DESCRIPTION OF THE TASK:
Answer these questions from the theater review below:
(a) Which actor plays Athos?
(b) Which character does Victoria Day play?
(c) What is Porthos interested in?

SOURCE EXTRACT:
※ ※ ※

The three musketeers of the title, whom D’Artagnan is challenged by and then befriended by, are Athos, Porthos, and Aramis.  (The “h”s are silent because they are French – I didn’t know that before.)  Athos is the more serious musketeer whose sad personal backstory comes out later, and he is portrayed by Chase Cownden, a particularly impressive stage fencer.  Porthos (Bret Jacobs) is interested in fashion, and a scene in which he is showing off a new cloak leads to a fight scene with some impressive use of a length of cloth to tangle an opponent.  Aramis (Wayne DeAtley) aspires to religious life, and is the target of Sabine’s crush.

The musketeers’ archenemy is Cardinal Richelieu (Richard Leurer), remote and devious and a little slimy.  Richelieu’s collaborators and allies include Milady (Megan Einarson) and Rochefort (Victoria Day).   Other characters include the King and Queen of France (JP Lord and Taylor Pfeiffer), and Constance the queen’s lady-in-waiting and love-interest for D’Artagnan (Constance Isaacs).  Daniel Vasquez, a recent graduate of the RDC Theatre Performance program, plays Treville the head of the musketeers, Buckingham the Queen’s lover, and a few other minor parts.  Most of the other actors are multiply-cast as well, with some quick costume changes.

※ ※ ※

PROVIDED RECORDS:
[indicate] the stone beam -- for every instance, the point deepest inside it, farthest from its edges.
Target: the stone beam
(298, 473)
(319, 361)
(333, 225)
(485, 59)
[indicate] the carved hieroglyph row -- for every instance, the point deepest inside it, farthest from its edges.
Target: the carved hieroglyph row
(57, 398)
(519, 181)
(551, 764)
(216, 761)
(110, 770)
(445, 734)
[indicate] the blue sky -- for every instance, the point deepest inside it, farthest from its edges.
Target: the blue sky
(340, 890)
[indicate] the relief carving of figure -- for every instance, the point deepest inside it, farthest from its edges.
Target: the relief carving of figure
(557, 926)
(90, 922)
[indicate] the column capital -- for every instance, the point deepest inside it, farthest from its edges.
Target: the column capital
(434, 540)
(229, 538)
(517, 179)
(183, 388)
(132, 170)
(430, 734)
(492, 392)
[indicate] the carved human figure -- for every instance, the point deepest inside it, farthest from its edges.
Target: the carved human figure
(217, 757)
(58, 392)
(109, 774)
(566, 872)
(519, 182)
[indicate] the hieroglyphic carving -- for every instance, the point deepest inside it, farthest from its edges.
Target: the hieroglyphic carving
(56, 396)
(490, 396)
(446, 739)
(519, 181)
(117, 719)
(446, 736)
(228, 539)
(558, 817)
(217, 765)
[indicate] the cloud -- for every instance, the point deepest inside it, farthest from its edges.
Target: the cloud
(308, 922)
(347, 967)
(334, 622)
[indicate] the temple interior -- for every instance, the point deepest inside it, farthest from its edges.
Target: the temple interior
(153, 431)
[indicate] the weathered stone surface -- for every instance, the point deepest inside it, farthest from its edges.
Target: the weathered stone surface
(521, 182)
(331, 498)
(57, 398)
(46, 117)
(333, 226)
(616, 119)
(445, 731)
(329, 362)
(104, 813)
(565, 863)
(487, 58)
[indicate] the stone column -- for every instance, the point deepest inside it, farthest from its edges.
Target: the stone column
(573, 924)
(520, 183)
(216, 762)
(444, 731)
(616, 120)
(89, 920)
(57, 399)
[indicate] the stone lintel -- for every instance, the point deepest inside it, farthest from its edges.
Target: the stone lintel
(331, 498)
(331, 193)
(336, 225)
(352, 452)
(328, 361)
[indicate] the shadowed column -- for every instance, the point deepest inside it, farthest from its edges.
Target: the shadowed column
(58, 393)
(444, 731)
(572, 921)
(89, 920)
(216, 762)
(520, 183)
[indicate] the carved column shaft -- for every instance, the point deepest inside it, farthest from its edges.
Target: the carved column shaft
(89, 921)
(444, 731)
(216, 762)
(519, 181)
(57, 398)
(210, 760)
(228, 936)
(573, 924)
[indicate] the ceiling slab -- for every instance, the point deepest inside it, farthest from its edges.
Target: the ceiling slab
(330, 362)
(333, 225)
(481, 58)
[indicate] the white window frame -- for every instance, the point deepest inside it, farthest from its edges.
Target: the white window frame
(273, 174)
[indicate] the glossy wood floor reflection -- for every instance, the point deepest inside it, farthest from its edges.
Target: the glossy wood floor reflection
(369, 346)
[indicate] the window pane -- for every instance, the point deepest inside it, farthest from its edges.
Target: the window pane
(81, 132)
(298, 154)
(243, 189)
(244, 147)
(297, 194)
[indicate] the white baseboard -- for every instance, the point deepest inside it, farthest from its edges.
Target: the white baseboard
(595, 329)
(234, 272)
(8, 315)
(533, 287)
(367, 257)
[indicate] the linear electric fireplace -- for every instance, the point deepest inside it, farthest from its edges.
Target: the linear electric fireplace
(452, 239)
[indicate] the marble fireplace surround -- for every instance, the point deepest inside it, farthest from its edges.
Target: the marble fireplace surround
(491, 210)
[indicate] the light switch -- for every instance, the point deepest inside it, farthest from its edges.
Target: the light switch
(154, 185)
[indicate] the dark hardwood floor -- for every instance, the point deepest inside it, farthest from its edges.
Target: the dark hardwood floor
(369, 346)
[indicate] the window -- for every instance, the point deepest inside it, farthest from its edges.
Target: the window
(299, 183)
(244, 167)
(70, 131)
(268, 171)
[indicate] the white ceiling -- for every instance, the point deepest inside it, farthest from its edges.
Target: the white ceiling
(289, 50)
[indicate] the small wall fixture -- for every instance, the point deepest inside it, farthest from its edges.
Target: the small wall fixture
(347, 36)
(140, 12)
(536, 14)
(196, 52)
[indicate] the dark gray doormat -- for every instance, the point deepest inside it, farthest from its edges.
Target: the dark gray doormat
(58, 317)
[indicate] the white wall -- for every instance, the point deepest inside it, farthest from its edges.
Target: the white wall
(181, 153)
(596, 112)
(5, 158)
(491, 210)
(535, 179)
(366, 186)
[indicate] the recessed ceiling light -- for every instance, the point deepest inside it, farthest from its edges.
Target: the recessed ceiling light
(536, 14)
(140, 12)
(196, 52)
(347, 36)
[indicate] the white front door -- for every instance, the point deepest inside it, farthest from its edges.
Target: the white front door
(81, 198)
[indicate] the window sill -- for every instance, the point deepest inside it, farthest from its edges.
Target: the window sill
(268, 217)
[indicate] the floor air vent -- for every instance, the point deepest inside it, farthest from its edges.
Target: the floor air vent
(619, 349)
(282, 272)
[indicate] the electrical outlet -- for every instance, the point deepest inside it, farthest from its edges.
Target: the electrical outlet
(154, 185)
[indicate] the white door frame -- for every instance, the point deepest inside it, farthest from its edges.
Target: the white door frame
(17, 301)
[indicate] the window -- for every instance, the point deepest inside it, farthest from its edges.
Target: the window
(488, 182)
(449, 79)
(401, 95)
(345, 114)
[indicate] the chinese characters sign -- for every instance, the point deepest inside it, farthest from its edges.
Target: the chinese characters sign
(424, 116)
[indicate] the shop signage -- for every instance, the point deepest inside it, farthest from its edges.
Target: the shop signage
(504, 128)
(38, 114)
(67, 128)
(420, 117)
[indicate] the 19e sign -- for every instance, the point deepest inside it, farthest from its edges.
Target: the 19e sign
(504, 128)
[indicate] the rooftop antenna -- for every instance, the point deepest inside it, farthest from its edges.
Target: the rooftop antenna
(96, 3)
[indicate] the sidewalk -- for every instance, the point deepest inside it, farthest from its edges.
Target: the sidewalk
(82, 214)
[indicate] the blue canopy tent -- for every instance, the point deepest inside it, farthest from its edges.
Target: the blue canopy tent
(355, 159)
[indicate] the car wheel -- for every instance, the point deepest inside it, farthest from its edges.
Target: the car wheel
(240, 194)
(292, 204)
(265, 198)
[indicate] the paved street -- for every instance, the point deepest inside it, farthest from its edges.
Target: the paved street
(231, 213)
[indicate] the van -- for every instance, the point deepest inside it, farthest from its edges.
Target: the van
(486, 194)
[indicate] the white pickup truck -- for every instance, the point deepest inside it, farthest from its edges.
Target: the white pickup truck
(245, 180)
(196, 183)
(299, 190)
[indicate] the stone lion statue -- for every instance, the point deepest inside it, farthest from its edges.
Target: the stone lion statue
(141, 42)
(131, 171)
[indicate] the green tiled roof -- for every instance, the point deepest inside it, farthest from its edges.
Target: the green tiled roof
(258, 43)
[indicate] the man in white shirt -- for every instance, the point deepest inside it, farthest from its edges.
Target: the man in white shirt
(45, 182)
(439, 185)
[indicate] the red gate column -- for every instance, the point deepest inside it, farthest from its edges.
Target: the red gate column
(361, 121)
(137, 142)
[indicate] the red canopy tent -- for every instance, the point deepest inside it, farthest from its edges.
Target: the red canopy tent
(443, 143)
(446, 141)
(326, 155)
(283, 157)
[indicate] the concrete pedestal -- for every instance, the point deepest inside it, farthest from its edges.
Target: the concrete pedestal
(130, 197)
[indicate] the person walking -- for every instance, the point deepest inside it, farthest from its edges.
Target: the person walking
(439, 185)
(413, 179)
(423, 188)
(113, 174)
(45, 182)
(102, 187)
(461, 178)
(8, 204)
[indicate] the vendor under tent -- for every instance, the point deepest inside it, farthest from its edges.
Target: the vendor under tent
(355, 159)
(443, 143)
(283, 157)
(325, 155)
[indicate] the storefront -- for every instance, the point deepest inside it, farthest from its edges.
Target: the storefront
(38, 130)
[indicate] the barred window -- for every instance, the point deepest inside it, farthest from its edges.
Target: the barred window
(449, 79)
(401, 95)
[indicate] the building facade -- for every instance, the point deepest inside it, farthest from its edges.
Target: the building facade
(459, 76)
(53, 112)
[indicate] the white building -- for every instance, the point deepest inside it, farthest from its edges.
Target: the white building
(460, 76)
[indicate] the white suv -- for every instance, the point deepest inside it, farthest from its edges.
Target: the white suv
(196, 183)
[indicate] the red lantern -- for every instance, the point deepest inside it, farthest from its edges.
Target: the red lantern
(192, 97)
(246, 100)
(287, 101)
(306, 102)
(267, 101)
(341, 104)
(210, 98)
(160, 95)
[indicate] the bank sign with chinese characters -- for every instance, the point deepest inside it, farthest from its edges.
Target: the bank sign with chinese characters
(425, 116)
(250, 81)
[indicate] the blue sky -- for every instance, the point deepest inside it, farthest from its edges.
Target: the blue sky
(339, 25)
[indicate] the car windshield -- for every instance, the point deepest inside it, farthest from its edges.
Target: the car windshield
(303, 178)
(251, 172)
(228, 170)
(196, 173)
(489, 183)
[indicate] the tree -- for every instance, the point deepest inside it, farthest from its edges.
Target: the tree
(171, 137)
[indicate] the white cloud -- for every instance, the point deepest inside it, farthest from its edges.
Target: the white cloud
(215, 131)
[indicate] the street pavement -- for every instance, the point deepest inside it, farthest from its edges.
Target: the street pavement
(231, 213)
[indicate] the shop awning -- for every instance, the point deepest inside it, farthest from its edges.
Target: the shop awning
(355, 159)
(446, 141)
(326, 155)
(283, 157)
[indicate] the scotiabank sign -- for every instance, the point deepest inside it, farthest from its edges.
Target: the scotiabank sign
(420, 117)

※ ※ ※

EXERCISE ANSWER:
(a) Chase Cownden
(b) Rochefort
(c) Fashion